Texto fornecido
»»
Este tipo de locação ou hospedagem tem ocorrido com frequência, estimulado por empresas que administram essas estadias em sites de buscas na internet.

Grosso modo, o serviço é ofertado aos proprietários com apartamentos vazios e sem muita utilização ao longo do ano, com a promessa de ganhos rápidos e sem burocracia. Aos locatários ou hóspedes é oferecido, em contra partida, ótima localização e baixo custo, se comparado com os preços praticados em hotéis e congêneres.

Os imóveis ofertados são mobiliados e com a segurança de um condomínio residencial, em ambiente familiar e acolhedor. O locador é chamado de hóspede e o interessado na locação de anfitrião.

O fato é que essa nova modalidade ou espécie de locação tem causado muita insegurança à comunidade condominial, sendo que a principal reclamação é que esses “hospedes”, por serem pessoas estranhas ao condomínio (estrangeiros em alguns casos), acabam transitando livremente pelas áreas comuns e se utilizando de toda estrutura da edificação (piscina, sauna, salão de festas, churrasqueira, quadras de esportes, etc.). Isso sem falar no aumento das despesas condominiais devido ao maior uso das áreas comuns e dos equipamentos e funcionários do condomínio. Em alguns casos, há superpopulação nas unidades e, noutros, há até mesmo um comércio paralelo de sublocações, para exploração de atividades sexuais, com a frequência de inúmeros desconhecidos nas unidades.

Pois bem, num ambiente estritamente residencial, os condôminos se conhecem e sabem, exatamente, quem mora e quem não mora no Condomínio, diferente do que ocorre em um empreendimento comercial ou hotel, em que circulam diversas pessoas e o controle de acesso é maior que em um residencial.

O período de estadia é muito curto e sequer existe a identificação desses hóspedes, de modo que havendo algum dano ao prédio ou ao condômino, dificilmente serão ressarcidos pelo hóspede que já poderá estar longe. Maior insegurança existe, ainda, com relação aos filhos dos condôminos que circulam livremente pelas áreas comuns junto com esses estranhos.

Ou seja, dá-se uma destinação diversa ou ampliada ao Condomínio, transformando-o numa espécie de hotel, podendo acarretar, como visto acima, diversos transtornos aos seus condôminos, gerando uma situação de insegurança dentro de um ambiente que deveria ter o acesso controlado e uso privativo.
««
Linhas de dados
»»
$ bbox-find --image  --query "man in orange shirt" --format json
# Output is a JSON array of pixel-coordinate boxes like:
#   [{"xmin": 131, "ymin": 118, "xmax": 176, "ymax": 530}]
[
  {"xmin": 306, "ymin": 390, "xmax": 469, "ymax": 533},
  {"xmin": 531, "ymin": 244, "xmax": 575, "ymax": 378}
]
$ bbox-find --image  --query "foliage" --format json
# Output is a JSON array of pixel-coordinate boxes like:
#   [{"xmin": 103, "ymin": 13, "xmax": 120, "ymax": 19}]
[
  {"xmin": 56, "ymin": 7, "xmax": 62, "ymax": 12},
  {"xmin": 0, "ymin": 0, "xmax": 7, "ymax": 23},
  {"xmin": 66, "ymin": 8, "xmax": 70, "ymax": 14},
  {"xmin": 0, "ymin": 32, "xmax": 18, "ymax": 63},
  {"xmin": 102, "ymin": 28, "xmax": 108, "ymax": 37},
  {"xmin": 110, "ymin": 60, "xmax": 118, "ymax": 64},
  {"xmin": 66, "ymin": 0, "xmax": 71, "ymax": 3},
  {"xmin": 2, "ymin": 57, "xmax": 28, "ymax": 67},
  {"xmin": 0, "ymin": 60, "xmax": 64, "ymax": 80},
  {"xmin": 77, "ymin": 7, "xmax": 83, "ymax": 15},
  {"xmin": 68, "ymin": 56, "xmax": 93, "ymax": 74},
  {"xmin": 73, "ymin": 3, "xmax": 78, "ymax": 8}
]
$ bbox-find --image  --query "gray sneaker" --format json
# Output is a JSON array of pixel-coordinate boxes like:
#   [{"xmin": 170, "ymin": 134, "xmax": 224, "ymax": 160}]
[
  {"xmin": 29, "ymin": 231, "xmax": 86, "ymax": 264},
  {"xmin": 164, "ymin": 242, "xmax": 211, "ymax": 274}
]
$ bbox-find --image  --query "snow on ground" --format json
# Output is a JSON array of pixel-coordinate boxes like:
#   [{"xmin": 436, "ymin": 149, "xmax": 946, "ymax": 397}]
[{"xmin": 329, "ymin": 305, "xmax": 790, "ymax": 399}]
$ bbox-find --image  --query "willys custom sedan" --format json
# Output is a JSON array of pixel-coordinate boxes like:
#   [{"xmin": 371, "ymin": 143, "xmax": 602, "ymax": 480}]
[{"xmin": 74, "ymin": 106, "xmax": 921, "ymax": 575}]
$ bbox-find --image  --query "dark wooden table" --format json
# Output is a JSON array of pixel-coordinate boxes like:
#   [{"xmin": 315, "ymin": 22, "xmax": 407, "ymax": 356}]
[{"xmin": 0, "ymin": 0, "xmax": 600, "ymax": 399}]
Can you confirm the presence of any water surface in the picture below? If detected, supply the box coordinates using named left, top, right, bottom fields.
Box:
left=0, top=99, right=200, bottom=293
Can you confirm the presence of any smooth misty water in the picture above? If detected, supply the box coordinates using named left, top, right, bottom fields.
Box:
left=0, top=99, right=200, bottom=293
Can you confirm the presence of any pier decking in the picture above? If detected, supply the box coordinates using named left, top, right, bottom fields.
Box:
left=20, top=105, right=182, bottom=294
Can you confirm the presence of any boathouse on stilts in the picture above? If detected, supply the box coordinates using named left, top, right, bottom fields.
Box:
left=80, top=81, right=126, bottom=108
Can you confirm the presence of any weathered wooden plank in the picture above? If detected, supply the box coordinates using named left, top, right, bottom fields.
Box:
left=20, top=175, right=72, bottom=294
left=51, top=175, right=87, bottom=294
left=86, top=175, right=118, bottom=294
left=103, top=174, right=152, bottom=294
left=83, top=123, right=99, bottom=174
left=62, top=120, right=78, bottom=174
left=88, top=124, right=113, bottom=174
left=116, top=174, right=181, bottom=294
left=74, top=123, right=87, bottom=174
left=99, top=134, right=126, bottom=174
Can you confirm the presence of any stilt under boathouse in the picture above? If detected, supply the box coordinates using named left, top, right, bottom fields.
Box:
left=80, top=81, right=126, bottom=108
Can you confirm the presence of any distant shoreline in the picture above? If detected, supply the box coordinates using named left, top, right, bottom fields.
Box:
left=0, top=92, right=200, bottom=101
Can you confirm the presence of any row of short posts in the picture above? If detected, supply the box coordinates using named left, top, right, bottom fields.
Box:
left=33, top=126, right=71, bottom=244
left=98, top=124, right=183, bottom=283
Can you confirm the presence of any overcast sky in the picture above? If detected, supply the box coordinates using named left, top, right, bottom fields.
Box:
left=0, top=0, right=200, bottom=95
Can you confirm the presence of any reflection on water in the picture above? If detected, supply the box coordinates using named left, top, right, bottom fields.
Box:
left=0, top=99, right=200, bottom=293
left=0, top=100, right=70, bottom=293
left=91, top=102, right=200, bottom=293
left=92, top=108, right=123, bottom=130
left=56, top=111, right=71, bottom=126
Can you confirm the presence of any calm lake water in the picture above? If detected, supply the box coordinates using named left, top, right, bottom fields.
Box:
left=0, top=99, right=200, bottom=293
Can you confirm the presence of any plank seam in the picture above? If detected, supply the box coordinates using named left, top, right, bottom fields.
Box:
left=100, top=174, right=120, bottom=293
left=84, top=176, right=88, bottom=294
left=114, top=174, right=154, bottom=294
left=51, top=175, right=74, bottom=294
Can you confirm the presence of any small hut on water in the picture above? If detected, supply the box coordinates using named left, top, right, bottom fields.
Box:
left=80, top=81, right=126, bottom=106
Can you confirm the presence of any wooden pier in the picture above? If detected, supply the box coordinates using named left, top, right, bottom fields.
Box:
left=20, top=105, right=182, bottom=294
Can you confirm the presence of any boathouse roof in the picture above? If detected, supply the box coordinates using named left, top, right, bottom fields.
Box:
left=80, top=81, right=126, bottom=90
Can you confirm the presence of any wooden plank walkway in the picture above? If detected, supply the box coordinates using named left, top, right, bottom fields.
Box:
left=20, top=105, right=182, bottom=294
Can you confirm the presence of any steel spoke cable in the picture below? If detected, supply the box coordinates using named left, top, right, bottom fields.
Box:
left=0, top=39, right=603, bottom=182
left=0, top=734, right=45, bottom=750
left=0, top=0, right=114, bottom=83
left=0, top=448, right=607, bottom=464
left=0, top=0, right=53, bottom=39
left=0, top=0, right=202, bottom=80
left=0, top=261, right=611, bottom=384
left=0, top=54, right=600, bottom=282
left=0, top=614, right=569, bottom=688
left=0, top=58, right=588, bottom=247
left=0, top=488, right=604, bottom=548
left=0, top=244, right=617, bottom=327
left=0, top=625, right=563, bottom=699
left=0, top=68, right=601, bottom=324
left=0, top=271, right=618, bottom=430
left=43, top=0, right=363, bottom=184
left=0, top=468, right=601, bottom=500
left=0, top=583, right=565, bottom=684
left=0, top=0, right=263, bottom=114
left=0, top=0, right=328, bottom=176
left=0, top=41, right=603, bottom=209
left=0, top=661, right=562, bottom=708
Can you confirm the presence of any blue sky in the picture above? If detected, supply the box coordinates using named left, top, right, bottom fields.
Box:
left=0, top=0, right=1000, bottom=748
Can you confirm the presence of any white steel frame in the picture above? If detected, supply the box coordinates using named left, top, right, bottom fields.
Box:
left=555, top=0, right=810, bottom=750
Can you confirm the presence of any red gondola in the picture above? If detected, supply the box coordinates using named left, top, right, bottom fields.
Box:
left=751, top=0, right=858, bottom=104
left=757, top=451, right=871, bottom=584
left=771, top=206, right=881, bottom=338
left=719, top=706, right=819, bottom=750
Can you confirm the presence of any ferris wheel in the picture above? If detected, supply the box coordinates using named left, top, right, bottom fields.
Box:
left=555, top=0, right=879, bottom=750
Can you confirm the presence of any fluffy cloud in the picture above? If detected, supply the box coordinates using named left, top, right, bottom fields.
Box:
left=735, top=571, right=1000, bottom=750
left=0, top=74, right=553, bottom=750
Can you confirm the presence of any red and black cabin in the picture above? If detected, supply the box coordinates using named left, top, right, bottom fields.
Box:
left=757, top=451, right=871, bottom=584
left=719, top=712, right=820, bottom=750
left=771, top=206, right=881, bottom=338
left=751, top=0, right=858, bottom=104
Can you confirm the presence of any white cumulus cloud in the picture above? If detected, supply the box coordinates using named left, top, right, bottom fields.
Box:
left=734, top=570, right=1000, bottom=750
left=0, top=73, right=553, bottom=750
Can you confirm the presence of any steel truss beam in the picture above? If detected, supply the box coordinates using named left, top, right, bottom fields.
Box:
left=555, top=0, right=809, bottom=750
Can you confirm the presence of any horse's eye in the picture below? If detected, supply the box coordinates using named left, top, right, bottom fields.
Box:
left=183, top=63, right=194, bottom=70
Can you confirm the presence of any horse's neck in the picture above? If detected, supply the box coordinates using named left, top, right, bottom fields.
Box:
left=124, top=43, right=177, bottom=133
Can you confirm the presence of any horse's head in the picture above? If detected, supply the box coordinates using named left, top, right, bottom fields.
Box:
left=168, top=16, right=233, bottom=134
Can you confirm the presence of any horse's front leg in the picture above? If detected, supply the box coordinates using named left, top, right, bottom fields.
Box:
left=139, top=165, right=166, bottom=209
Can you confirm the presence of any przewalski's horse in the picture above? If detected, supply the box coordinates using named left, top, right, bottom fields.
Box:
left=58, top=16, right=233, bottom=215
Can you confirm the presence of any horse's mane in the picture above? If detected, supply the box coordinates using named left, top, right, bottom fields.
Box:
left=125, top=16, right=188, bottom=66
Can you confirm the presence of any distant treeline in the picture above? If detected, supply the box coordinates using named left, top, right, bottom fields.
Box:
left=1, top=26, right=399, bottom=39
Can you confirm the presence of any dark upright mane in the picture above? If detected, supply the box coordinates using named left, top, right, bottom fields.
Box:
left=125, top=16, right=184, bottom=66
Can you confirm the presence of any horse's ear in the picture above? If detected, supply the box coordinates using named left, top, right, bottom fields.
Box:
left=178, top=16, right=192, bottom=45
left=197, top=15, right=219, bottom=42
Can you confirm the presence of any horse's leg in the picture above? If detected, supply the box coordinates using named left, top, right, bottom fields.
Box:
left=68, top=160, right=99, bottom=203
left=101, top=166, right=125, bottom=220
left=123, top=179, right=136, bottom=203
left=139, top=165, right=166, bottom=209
««
Suas tarefas
a: Reescreva em forma de lista o parágrafo do texto sobre hospedagem em condomínios que começa com "O fato é que essa nova modalidade", mantendo seus fatos principais.
b: Transcreva, do texto sobre hospedagem em condomínios, o trecho que vai de "Este tipo de" até "em sites de buscas na internet.".
c: Segundo o texto sobre hospedagem em condomínios, o que é oferecido aos locatários ou hóspedes em contrapartida?

Respostas desenvolvidas
a:
- Essa nova modalidade de locação tem causado muita insegurança à comunidade condominial.
- A principal reclamação é que os hóspedes, pessoas estranhas ao condomínio e às vezes estrangeiros, transitam livremente pelas áreas comuns e usam toda a estrutura do prédio (piscina, sauna, salão de festas, churrasqueira, quadras de esportes etc.).
- As despesas condominiais aumentam com o maior uso das áreas comuns, dos equipamentos e dos funcionários.
- Em alguns casos há superpopulação nas unidades.
- Em outros há até um comércio paralelo de sublocações para exploração de atividades sexuais, com a frequência de inúmeros desconhecidos.

b:
Este tipo de locação ou hospedagem tem ocorrido com frequência, estimulado por empresas que administram essas estadias em sites de buscas na internet.

c: Ótima localização e baixo custo em comparação com os preços praticados em hotéis e congêneres.